Exercise => Turn everything from the start of the rows down to the line containing "240 31 L 235", that line included, into a numbered list, with blank lines dropped. Leave the pictures out.

• • • • • • •

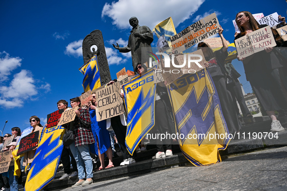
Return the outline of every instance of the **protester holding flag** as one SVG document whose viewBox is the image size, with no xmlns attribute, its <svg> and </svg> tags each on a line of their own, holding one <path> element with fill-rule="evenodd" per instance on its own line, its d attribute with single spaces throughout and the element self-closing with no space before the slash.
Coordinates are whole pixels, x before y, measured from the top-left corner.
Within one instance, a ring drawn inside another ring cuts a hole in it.
<svg viewBox="0 0 287 191">
<path fill-rule="evenodd" d="M 43 130 L 43 126 L 41 124 L 40 122 L 40 118 L 36 116 L 31 116 L 29 120 L 31 125 L 33 127 L 33 130 L 32 133 L 35 131 L 39 131 L 39 138 L 41 135 L 41 132 Z M 34 158 L 34 156 L 36 153 L 36 150 L 33 150 L 32 151 L 29 151 L 25 153 L 24 156 L 24 160 L 23 161 L 23 166 L 28 166 L 29 164 L 31 164 Z"/>
<path fill-rule="evenodd" d="M 240 31 L 235 39 L 267 26 L 259 25 L 248 11 L 237 13 L 235 20 Z M 286 89 L 283 83 L 286 82 L 282 82 L 286 76 L 285 65 L 278 55 L 275 49 L 267 47 L 265 51 L 240 60 L 243 63 L 246 80 L 250 83 L 260 105 L 272 120 L 271 132 L 285 131 L 274 111 L 287 109 L 287 100 L 284 95 Z"/>
<path fill-rule="evenodd" d="M 21 130 L 18 127 L 13 127 L 12 129 L 12 136 L 15 136 L 9 144 L 6 146 L 10 150 L 14 151 L 17 145 L 17 143 L 20 139 L 21 135 Z M 11 155 L 11 158 L 13 160 L 13 156 Z M 13 164 L 16 161 L 13 161 Z M 9 174 L 9 184 L 10 186 L 11 191 L 18 191 L 18 176 L 14 175 L 14 165 L 10 166 L 8 170 Z"/>
<path fill-rule="evenodd" d="M 77 97 L 70 99 L 72 108 L 81 106 L 81 100 Z M 70 145 L 70 149 L 77 162 L 79 181 L 72 188 L 86 186 L 93 183 L 93 161 L 90 155 L 89 145 L 95 143 L 91 127 L 91 119 L 87 109 L 79 107 L 75 111 L 75 120 L 71 122 L 75 141 Z M 86 179 L 85 181 L 85 172 Z"/>
<path fill-rule="evenodd" d="M 224 64 L 224 60 L 228 55 L 228 46 L 222 35 L 223 31 L 223 29 L 220 27 L 219 34 L 223 45 L 221 49 L 213 52 L 208 44 L 203 42 L 198 43 L 197 49 L 203 51 L 207 62 L 205 67 L 210 73 L 216 87 L 229 133 L 234 133 L 239 131 L 241 128 L 233 103 L 231 94 L 226 88 L 226 74 Z"/>
<path fill-rule="evenodd" d="M 96 115 L 96 107 L 98 104 L 96 100 L 96 94 L 92 94 L 92 103 L 89 102 L 90 106 L 90 115 L 92 122 L 92 132 L 96 141 L 94 145 L 91 145 L 91 152 L 99 156 L 101 166 L 98 170 L 104 169 L 104 153 L 105 153 L 109 159 L 109 164 L 106 168 L 114 167 L 113 164 L 113 151 L 111 147 L 111 139 L 110 133 L 106 129 L 106 121 L 102 120 L 97 122 Z"/>
</svg>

• • • • • • •

Result =>
1. Return the outline of every instance of the **protester holding flag** as one SVG document whose viewBox is the image size, with no xmlns attribute, its <svg> and </svg> tags each on a line of their own, holding one <path> element with fill-rule="evenodd" per instance on its own line, its d attribute with single spaces throughout and the element self-closing with no space before the slash.
2. Coordinates are whole pixels, x before y, measured from the top-left corner.
3. Within one instance, a ring drawn inside another ring cuts a hole in it.
4. <svg viewBox="0 0 287 191">
5. <path fill-rule="evenodd" d="M 43 130 L 43 126 L 41 124 L 40 122 L 40 118 L 36 116 L 31 116 L 29 120 L 31 125 L 33 127 L 33 130 L 32 133 L 35 131 L 39 131 L 39 138 L 41 135 L 41 132 Z M 34 158 L 34 156 L 36 153 L 36 150 L 33 150 L 32 151 L 29 151 L 25 153 L 24 156 L 24 160 L 23 161 L 23 166 L 28 166 L 29 164 L 31 164 Z"/>
6. <path fill-rule="evenodd" d="M 240 31 L 235 39 L 267 26 L 259 25 L 248 11 L 237 13 L 235 20 Z M 286 89 L 283 83 L 286 82 L 282 82 L 286 76 L 285 65 L 278 55 L 275 49 L 267 47 L 265 51 L 240 60 L 243 63 L 246 80 L 250 83 L 260 105 L 272 120 L 271 132 L 285 131 L 274 111 L 287 109 L 287 100 L 284 95 Z"/>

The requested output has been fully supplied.